## Working data:
= = =
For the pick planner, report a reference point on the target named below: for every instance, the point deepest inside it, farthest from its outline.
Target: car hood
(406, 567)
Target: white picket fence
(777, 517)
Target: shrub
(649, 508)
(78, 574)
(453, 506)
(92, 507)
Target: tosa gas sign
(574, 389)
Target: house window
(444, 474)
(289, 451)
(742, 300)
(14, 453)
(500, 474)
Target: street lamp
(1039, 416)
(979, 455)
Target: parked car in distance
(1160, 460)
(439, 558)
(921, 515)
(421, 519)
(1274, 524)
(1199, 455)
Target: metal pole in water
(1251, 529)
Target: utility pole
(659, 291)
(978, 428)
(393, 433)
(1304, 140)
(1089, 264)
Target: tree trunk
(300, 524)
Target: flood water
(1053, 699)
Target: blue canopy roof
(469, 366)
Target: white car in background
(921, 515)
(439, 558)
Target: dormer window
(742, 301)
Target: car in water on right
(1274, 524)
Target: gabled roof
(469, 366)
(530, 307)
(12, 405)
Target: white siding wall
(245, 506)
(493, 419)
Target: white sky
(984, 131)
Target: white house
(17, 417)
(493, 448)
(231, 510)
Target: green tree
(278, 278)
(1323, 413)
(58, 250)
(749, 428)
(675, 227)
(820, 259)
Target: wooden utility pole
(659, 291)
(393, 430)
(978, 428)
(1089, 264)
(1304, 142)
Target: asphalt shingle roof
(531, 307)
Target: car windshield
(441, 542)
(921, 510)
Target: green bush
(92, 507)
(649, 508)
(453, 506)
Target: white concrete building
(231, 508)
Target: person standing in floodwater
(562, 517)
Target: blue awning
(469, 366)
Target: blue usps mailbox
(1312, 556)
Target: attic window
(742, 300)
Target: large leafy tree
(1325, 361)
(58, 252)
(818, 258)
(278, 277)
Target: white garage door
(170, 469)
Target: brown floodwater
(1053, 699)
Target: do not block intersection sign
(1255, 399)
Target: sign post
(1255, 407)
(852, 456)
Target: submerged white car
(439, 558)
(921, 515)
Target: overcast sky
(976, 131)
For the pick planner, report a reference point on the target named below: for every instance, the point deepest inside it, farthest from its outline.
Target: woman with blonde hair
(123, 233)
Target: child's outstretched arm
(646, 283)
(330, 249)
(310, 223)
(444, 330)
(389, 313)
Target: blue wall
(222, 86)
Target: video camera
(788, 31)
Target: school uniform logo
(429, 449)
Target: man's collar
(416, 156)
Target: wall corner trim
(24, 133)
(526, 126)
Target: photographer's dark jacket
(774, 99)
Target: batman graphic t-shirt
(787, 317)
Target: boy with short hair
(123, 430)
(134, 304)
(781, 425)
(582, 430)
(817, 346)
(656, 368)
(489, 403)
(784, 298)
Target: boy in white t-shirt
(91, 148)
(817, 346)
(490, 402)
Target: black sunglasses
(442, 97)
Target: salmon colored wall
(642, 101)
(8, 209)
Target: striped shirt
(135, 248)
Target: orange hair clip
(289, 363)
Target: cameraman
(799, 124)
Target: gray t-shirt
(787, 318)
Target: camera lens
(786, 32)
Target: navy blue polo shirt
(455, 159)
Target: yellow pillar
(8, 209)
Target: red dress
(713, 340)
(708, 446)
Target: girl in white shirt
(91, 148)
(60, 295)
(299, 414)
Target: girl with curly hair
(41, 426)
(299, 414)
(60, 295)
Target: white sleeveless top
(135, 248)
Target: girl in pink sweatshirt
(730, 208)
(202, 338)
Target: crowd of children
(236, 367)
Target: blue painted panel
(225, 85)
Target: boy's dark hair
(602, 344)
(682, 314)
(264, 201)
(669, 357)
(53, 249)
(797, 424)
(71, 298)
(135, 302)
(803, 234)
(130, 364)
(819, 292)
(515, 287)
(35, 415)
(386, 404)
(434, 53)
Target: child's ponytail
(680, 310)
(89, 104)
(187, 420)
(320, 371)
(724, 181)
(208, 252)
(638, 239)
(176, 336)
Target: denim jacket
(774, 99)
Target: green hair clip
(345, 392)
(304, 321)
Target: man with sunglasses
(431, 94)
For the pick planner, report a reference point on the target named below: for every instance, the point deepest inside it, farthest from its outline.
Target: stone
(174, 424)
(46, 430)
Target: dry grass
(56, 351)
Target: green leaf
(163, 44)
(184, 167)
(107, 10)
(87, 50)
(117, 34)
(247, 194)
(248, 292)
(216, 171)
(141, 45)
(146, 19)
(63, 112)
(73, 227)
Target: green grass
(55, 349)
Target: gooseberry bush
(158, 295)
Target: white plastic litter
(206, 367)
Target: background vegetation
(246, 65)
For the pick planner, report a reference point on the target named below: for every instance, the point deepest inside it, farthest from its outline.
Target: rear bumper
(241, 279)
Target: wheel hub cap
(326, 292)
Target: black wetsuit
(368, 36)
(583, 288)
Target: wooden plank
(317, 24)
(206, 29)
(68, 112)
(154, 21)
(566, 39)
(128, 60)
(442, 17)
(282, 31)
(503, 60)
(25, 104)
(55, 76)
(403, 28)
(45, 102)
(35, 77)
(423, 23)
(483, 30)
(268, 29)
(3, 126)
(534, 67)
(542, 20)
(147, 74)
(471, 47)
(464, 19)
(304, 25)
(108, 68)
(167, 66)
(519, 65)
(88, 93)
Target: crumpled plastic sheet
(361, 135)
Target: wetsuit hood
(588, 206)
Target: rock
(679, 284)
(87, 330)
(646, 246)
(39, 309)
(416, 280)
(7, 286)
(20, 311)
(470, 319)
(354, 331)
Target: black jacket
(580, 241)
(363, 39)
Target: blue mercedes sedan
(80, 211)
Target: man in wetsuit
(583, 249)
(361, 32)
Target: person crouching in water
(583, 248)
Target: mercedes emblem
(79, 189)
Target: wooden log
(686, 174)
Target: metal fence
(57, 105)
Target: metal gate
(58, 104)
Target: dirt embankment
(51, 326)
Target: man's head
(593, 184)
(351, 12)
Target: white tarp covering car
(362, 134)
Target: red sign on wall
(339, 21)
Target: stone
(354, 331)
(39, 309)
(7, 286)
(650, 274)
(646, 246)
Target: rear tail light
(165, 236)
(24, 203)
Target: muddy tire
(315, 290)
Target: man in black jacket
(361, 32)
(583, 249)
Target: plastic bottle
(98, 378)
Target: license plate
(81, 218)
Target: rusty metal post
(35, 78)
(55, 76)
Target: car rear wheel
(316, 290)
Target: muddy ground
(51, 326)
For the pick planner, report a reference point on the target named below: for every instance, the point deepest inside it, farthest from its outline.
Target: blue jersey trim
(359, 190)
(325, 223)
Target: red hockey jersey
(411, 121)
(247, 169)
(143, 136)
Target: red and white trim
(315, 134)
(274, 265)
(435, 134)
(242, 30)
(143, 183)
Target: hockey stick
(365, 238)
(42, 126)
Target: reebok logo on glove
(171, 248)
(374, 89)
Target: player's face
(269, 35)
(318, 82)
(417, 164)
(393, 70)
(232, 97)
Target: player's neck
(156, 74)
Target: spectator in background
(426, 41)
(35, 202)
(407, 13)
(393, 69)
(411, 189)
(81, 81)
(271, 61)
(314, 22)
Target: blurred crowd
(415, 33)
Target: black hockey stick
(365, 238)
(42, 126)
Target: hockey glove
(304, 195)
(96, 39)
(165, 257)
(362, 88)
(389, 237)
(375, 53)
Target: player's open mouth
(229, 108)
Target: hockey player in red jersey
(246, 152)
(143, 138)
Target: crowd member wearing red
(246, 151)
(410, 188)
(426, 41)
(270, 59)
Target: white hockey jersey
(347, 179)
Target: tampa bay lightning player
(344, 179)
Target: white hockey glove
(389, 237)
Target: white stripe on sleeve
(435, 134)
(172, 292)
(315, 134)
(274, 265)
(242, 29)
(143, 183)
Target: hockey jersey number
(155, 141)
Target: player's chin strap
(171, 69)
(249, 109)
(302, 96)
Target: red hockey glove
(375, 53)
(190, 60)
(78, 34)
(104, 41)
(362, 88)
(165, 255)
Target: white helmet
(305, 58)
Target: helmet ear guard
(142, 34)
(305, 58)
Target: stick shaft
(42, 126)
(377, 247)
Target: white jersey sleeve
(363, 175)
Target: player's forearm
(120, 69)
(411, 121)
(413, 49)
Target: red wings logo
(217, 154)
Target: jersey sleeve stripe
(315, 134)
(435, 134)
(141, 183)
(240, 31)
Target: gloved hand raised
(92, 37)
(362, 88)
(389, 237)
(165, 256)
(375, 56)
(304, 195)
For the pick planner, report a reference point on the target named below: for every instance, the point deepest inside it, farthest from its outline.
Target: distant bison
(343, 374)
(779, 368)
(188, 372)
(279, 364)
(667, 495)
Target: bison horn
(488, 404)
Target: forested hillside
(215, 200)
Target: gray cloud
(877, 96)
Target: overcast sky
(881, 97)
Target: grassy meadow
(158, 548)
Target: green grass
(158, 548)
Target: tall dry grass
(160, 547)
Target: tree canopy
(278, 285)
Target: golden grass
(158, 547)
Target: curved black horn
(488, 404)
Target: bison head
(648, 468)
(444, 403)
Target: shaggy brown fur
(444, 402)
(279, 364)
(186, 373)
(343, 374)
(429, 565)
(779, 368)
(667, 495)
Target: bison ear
= = =
## What is asked:
Starting with the line that contains "Target: stick shaft", output every line through the end of the listing above, unchanged.

## Reply:
Target: stick shaft
(42, 126)
(377, 247)
Target: white jersey sleeve
(363, 175)
Target: player's forearm
(120, 69)
(411, 121)
(413, 49)
Target: red wings logo
(217, 154)
Target: jersey sleeve stripe
(315, 134)
(435, 134)
(141, 183)
(240, 31)
Target: gloved hand raised
(92, 37)
(362, 88)
(389, 237)
(165, 256)
(375, 56)
(304, 195)
For the pick planner, report a reference point on the target named below: for every instance, the point deepest inside it, farthest from its outline.
Target: distant bison
(343, 374)
(779, 368)
(188, 372)
(279, 364)
(667, 495)
Target: bison horn
(488, 404)
Target: forested hillside
(215, 200)
Target: gray cloud
(877, 96)
Target: overcast sky
(881, 97)
Target: grassy meadow
(158, 548)
Target: green grass
(158, 548)
Target: tall dry grass
(160, 547)
Target: tree canopy
(278, 285)
Target: golden grass
(158, 547)
Target: curved black horn
(488, 404)
Target: bison head
(648, 468)
(444, 403)
Target: shaggy brown fur
(444, 402)
(279, 364)
(186, 373)
(343, 374)
(429, 565)
(779, 368)
(667, 495)
Target: bison ear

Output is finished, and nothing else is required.